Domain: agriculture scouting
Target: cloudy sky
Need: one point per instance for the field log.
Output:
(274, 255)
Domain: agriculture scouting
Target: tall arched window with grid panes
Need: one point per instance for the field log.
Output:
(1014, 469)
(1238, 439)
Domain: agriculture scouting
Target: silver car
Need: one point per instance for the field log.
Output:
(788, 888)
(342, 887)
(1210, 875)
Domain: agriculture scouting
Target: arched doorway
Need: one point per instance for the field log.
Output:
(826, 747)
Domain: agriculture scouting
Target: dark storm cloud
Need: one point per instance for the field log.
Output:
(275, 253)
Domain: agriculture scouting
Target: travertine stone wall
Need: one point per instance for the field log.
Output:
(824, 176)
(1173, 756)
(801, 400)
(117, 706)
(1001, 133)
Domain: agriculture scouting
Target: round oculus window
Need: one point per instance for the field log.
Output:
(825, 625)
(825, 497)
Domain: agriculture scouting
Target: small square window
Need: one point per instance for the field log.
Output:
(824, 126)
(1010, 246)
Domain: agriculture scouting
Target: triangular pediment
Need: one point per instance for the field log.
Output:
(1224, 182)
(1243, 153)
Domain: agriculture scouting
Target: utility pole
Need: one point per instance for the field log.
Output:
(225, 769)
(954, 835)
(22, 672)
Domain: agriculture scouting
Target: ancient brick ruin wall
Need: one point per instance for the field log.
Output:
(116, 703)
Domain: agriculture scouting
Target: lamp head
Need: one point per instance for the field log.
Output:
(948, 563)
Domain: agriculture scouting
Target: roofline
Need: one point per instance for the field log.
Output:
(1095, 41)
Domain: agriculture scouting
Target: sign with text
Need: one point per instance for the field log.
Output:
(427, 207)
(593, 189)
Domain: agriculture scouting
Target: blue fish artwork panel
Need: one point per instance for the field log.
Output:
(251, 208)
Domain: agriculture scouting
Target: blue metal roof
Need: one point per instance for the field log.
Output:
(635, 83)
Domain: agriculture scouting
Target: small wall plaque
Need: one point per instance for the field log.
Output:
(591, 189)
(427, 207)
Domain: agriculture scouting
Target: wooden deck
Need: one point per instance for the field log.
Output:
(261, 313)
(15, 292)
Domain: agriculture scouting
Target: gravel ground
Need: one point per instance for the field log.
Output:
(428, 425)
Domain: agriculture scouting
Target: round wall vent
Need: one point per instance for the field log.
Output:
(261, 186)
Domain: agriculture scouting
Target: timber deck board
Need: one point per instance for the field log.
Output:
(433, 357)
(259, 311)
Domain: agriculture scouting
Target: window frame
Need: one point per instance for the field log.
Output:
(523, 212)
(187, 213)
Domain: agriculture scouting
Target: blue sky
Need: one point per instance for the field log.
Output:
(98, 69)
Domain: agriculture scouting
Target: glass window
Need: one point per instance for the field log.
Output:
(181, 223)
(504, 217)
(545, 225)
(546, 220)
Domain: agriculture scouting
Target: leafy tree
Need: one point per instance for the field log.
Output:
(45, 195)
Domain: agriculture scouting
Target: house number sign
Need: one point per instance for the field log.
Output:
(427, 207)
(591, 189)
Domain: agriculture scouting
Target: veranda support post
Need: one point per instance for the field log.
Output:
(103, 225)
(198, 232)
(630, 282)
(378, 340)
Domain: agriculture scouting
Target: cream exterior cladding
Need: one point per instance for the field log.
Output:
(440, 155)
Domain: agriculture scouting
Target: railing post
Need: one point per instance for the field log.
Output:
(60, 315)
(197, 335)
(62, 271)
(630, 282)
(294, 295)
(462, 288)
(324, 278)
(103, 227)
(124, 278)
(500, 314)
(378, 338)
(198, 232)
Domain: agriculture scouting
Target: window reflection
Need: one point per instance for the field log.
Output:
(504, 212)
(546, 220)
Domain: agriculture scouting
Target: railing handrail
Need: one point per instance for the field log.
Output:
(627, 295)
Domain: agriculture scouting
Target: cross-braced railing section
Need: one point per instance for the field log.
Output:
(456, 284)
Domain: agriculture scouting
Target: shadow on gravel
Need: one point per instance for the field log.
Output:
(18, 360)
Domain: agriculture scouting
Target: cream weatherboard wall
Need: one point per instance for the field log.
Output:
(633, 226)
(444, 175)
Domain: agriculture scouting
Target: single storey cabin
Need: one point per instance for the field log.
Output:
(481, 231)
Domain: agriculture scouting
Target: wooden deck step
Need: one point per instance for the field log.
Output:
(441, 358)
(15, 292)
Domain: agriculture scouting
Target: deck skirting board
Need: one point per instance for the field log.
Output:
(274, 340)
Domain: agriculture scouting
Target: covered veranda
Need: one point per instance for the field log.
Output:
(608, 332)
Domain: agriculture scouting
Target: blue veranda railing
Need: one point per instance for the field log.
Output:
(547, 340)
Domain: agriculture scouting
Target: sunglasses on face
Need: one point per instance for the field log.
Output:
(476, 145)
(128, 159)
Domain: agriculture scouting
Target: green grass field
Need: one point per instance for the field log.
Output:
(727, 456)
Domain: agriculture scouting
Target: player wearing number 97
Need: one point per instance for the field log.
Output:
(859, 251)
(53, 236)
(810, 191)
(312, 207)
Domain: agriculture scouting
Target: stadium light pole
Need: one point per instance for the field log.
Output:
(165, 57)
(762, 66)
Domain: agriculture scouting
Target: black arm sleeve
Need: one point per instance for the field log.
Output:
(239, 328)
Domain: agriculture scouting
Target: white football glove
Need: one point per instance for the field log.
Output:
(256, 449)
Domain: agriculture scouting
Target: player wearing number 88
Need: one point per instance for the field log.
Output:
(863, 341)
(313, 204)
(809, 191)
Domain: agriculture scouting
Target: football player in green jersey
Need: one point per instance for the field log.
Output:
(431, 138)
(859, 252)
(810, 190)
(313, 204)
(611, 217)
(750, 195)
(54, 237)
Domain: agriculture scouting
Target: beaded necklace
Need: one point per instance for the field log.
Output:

------------------------------------------------------------------------

▸ **Given problem**:
Write out every entry above, word for word.

▸ **Answer**:
Domain: agriculture scouting
Target: cloudy sky
Need: one point per instance for the field log.
Output:
(274, 255)
Domain: agriculture scouting
Target: tall arched window with grid panes
Need: one point per instance for the field log.
Output:
(1014, 469)
(1238, 439)
Domain: agriculture scouting
Target: silver car
Need: one point per instance for the field log.
Output:
(788, 888)
(342, 887)
(1210, 875)
Domain: agriculture scouting
Target: arched doorway
Need: one point per instance for the field log.
Output:
(826, 747)
Domain: agriculture scouting
Target: dark storm cloud
Need: one point per instance for the field log.
Output:
(275, 253)
Domain: agriculture scouting
Target: travertine stone wall
Need: one point per instance for the field log.
Output:
(824, 176)
(1173, 756)
(801, 400)
(117, 706)
(1001, 133)
Domain: agriculture scouting
Target: round oculus window
Need: one point per instance for the field log.
Output:
(825, 625)
(825, 497)
Domain: agriculture scouting
Target: small square window
Need: one point per instance for the field log.
Output:
(824, 126)
(1010, 246)
Domain: agriculture scouting
Target: triangular pediment
Need: one point per instance for the field log.
Output:
(1224, 182)
(1243, 153)
Domain: agriculture scouting
Target: utility pole
Need: one point per instance for the field log.
Output:
(225, 769)
(954, 835)
(22, 672)
Domain: agriculture scouting
Target: ancient brick ruin wall
Need: one point per instance for the field log.
Output:
(116, 703)
Domain: agriculture scouting
Target: lamp head
Need: one point per instance for the field log.
Output:
(948, 563)
Domain: agriculture scouting
Target: roofline
Need: one point per instance for the field log.
Output:
(1095, 41)
Domain: agriculture scouting
Target: sign with text
Need: one point per instance for the field log.
Output:
(427, 207)
(593, 189)
Domain: agriculture scouting
Target: blue fish artwork panel
Need: one point per instance for the field log.
Output:
(251, 208)
Domain: agriculture scouting
Target: blue metal roof
Need: one point per instance for the field log.
Output:
(635, 83)
Domain: agriculture scouting
Target: small wall plaque
Need: one point per instance for the field log.
Output:
(591, 189)
(427, 207)
Domain: agriculture scouting
Target: wooden deck
Need: one point per instance for the field log.
Output:
(261, 313)
(15, 292)
Domain: agriculture scouting
Target: gravel ground
Need: one point per instance for the field log.
Output:
(428, 425)
Domain: agriculture scouting
Target: round wall vent
Need: one point per instance for the field log.
Output:
(261, 186)
Domain: agriculture scouting
Target: timber deck board
Need: one point per instance for the field log.
Output:
(433, 357)
(259, 311)
Domain: agriculture scouting
Target: window frame
Need: one point per instance for the field log.
Output:
(523, 212)
(187, 213)
Domain: agriculture scouting
Target: blue sky
Need: one point per instance for the field log.
Output:
(98, 69)
Domain: agriculture scouting
Target: glass window
Need: one point per instance for the field log.
Output:
(181, 223)
(504, 217)
(545, 225)
(546, 220)
Domain: agriculture scouting
Target: leafy tree
Need: one point per instance for the field log.
Output:
(45, 195)
Domain: agriculture scouting
Target: house number sign
Need: one point per instance for the field log.
Output:
(427, 207)
(591, 189)
Domain: agriculture scouting
Target: veranda support post
Need: one point per instance for the field log.
Output:
(103, 225)
(198, 232)
(630, 282)
(378, 340)
Domain: agriculture scouting
Target: cream exterior cladding
Need: one point per instance for the field log.
Output:
(440, 155)
Domain: agriculture scouting
Target: railing post
Need: one point per instance for the field log.
Output:
(60, 315)
(197, 335)
(62, 271)
(630, 282)
(294, 295)
(462, 288)
(324, 278)
(103, 227)
(124, 278)
(500, 314)
(378, 338)
(198, 232)
Domain: agriculture scouting
Target: window reflection
Need: one point per instance for the field log.
Output:
(504, 212)
(546, 220)
Domain: agriculture scouting
Target: railing handrail
Need: one point per instance for the field log.
Output:
(627, 295)
Domain: agriculture scouting
Target: cross-braced railing section
Need: one point per instance for the field log.
Output:
(456, 284)
Domain: agriculture scouting
Target: shadow on gravel
Need: one point per instance for the field log.
Output:
(18, 360)
Domain: agriculture scouting
Target: cream weatherboard wall
Need: one point per instance for the field log.
Output:
(633, 226)
(444, 175)
Domain: agriculture scouting
Target: single storey cabin
Need: one point per instance for the field log.
Output:
(481, 231)
Domain: agriculture scouting
Target: wooden deck step
Need: one point per instance for the field log.
Output:
(441, 358)
(15, 292)
Domain: agriculture scouting
Target: deck skirting board
Need: one point per instance for the field log.
Output:
(274, 340)
Domain: agriculture scouting
Target: covered veranda
Need: one point per instance for the field log.
Output:
(608, 332)
Domain: agriculture scouting
Target: blue veranda railing
Need: one point per instance for the field log.
Output:
(547, 340)
Domain: agriculture scouting
Target: sunglasses on face
Need: one point per instance for the field log.
Output:
(476, 145)
(128, 159)
Domain: agriculture scouting
Target: green grass field
Need: one point per instance for the field log.
Output:
(727, 456)
Domain: agriculture scouting
Target: player wearing number 97
Need: one point per instance for the field log.
Output:
(859, 251)
(53, 236)
(810, 191)
(312, 207)
Domain: agriculture scouting
Target: stadium light pole
Need: one point per instance for the field log.
Output:
(165, 57)
(762, 66)
Domain: agriculture scouting
Target: black arm sleeve
Need: one point per instance for the field log.
Output:
(239, 328)
Domain: agriculture scouting
Target: white football glove
Need: one point per instance for the field log.
Output:
(256, 449)
Domain: agriculture scouting
Target: player wearing number 88
Need: one point per instance for the field log.
Output:
(863, 341)
(313, 204)
(809, 191)
Domain: agriculture scouting
Target: football player in green jersey
Need: one point per instance for the field log.
Output:
(431, 138)
(859, 252)
(810, 190)
(313, 204)
(611, 217)
(750, 195)
(54, 237)
Domain: agriculture scouting
Target: beaded necklace
Need: one point per instance for the field log.
Output:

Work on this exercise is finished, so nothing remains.